**TRY IT:**
I need all of the entries printed exactly.

──────────

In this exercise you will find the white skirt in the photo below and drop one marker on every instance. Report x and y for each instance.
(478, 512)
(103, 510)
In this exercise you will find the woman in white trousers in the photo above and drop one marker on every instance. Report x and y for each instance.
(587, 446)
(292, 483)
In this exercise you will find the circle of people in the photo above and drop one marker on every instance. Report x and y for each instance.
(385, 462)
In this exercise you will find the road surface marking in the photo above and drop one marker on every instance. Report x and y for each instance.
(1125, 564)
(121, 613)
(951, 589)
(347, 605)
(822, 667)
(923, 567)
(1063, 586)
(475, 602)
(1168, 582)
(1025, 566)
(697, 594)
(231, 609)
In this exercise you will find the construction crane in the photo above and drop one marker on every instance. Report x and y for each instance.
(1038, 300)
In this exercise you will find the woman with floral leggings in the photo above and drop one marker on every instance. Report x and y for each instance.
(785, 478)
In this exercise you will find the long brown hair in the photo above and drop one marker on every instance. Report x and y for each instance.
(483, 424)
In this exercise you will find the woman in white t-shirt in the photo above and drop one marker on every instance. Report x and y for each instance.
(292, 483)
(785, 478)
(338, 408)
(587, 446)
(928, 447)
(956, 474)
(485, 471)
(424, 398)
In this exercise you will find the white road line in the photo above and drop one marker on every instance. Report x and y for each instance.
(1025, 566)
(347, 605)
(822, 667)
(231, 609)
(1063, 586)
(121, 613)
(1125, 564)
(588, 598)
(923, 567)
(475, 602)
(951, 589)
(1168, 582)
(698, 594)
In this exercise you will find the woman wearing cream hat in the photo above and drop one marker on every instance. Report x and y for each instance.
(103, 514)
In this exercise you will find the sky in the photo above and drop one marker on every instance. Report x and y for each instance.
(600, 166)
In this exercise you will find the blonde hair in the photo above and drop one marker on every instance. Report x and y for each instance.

──────────

**EXERCISE OUTPUT:**
In this exercise you will find the white skirt in the photo below and drop one marker on every instance. Report x and y for each instance.
(478, 512)
(103, 510)
In this exercise you will find the woman in white trousers in the photo above and drop one marker on every instance. Report x and y for each instance.
(587, 446)
(292, 483)
In this exercise you will find the circle of people in the photo above and drop one marker on every instance. Report x and y for each instance.
(385, 462)
In this exercise you will find the road surface marking in the photo above and drop one marker on every instance. Report x and y for each instance.
(1125, 564)
(121, 613)
(951, 589)
(347, 605)
(822, 667)
(923, 567)
(1063, 586)
(475, 602)
(1168, 582)
(1025, 566)
(697, 594)
(231, 609)
In this exercise you will find the construction crane in the photo above and drop one marker on every instance. Report x and y for each instance.
(1038, 300)
In this exercise you will find the woman with floral leggings in the photo above and drop one marker on every instance. Report x and y for each instance.
(785, 478)
In this exercise you will find the long brown hair in the photo above and drop one marker on every instance. Report x and y for each instance.
(483, 424)
In this exercise you will find the woman in white t-shirt in the photo above and drop one marker on every instance. Report x and y for each instance.
(292, 483)
(785, 478)
(338, 408)
(587, 446)
(928, 447)
(956, 474)
(485, 471)
(424, 398)
In this exercise you will find the white road line in the photo above and drop one marker on every instance. Report x and y for each instance.
(1025, 566)
(347, 605)
(822, 667)
(231, 609)
(1063, 586)
(121, 613)
(1125, 564)
(588, 598)
(923, 567)
(475, 602)
(951, 589)
(1168, 582)
(698, 594)
In this exercise you will find the woman wearing cream hat in the photo above and drop one marker on every instance. Report x and y for each instance.
(103, 514)
In this exercise you will find the sky in the photo above and drop one marker on every instance. Report x and y for each instance.
(600, 166)
In this exercise you will find the blonde hair in the photo above and drop one marker on every instance. Report x and y for each instance.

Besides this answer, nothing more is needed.